--- start Source document ---
Hello,
Thanks! I read the recommended article and to be honest I am still
confused.. If any one can give me a little personal explination on cold
stabilization I would greatly appreciate it...
Cheers,
Shawn
"Lum" > wrote in message
...
>
> "Inferno" > wrote in message
> ...
> > Thanks again Tom....
> >
> > I hear ya on the PH meter... I am going to get something a bit more
> > accurate...
> >
> > As for the Oak Barrel... I was overuled by the boss on this one... My
> > girlfirend prefers American Oak, over French... Personally, I much
prefer
> > French Oak because of the "sexyness" it adds to Chardonnay, rather then
> the
> > more pronouced "buttery oak" taste I find A. Oak attributes to wine...
--- end Source document ---
--- start Dataset content ---
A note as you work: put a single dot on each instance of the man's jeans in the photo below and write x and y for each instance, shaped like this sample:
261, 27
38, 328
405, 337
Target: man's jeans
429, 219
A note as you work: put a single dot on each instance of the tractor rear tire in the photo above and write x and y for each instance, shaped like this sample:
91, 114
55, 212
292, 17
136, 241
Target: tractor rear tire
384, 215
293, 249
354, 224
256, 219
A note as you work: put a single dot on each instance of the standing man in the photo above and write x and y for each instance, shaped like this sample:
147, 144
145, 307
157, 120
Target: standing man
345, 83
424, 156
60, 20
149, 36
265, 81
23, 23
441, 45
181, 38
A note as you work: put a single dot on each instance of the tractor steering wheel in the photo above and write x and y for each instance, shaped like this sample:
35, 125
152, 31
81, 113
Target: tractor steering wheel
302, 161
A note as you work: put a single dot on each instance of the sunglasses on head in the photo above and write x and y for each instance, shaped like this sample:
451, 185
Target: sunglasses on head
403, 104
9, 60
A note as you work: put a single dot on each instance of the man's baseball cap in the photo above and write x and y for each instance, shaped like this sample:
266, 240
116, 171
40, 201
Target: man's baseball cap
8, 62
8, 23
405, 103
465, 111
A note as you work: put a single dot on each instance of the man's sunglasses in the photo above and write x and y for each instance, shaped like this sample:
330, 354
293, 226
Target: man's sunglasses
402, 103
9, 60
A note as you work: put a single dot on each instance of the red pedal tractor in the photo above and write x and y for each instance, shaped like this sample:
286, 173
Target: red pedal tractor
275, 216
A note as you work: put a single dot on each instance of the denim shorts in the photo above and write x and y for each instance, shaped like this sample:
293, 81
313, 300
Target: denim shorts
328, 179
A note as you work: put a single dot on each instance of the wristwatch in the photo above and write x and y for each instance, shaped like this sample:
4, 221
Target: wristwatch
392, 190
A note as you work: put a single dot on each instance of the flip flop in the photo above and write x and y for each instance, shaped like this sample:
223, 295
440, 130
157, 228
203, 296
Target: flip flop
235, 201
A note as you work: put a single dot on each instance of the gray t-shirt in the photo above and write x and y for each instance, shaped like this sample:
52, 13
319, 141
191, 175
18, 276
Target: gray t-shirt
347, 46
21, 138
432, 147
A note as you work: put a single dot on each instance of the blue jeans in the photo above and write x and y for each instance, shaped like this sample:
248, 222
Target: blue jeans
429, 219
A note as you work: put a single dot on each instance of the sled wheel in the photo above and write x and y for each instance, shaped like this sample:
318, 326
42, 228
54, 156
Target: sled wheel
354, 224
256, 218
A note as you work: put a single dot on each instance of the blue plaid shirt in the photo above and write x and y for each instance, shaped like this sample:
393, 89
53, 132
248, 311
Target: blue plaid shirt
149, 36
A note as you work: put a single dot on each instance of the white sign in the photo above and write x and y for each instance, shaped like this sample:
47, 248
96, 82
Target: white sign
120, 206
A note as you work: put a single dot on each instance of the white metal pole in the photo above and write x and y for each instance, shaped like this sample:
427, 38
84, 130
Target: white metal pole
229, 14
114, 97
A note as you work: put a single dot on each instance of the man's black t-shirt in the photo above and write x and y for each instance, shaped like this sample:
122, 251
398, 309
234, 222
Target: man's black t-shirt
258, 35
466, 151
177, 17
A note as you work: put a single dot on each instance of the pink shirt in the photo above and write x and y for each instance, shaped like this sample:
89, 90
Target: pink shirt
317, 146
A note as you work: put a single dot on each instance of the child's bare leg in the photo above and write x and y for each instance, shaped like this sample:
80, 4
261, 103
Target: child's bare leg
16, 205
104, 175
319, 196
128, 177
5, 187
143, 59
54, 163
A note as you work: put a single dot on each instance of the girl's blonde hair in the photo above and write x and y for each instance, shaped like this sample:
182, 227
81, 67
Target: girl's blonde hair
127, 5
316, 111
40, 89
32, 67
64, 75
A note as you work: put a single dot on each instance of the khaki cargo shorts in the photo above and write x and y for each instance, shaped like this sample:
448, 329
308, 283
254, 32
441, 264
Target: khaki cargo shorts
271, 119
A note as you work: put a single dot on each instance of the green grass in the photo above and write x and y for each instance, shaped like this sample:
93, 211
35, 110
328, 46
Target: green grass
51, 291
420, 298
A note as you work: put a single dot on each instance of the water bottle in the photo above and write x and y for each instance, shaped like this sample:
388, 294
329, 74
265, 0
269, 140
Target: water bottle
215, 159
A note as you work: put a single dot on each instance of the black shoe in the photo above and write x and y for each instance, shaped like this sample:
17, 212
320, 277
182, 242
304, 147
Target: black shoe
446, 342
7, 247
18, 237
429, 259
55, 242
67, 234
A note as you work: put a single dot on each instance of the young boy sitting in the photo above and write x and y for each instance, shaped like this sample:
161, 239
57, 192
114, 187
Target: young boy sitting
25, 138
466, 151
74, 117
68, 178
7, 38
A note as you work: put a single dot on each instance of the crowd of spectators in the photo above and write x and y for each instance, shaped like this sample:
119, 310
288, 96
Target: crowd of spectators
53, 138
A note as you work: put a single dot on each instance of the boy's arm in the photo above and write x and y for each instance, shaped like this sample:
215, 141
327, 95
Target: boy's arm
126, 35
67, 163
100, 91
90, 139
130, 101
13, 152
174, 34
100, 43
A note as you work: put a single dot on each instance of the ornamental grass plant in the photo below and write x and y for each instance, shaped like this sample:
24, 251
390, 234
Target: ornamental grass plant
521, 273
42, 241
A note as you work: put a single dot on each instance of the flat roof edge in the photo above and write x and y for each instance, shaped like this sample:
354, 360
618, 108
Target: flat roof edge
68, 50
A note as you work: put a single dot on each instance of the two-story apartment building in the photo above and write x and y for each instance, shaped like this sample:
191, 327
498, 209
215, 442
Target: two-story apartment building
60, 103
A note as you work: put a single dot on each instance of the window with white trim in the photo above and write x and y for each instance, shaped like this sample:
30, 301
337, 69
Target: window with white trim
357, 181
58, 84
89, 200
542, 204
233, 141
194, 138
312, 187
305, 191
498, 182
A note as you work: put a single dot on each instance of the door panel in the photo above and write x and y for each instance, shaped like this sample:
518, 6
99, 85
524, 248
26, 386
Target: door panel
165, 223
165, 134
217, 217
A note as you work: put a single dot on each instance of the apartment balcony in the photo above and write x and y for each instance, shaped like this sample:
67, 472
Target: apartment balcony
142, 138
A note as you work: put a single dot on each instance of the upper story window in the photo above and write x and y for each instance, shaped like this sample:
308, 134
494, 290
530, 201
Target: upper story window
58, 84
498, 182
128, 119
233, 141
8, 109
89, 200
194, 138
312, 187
--- end Dataset content ---
### Problem:
Could you reproduce the entire cold stabilization message word for word? You won't need the data.

### Full answer:
Hello,
Thanks! I read the recommended article and to be honest I am still
confused.. If any one can give me a little personal explination on cold
stabilization I would greatly appreciate it...
Cheers,
Shawn
"Lum" > wrote in message
...
>
> "Inferno" > wrote in message
> ...
> > Thanks again Tom....
> >
> > I hear ya on the PH meter... I am going to get something a bit more
> > accurate...
> >
> > As for the Oak Barrel... I was overuled by the boss on this one... My
> > girlfirend prefers American Oak, over French... Personally, I much
prefer
> > French Oak because of the "sexyness" it adds to Chardonnay, rather then
> the
> > more pronouced "buttery oak" taste I find A. Oak attributes to wine...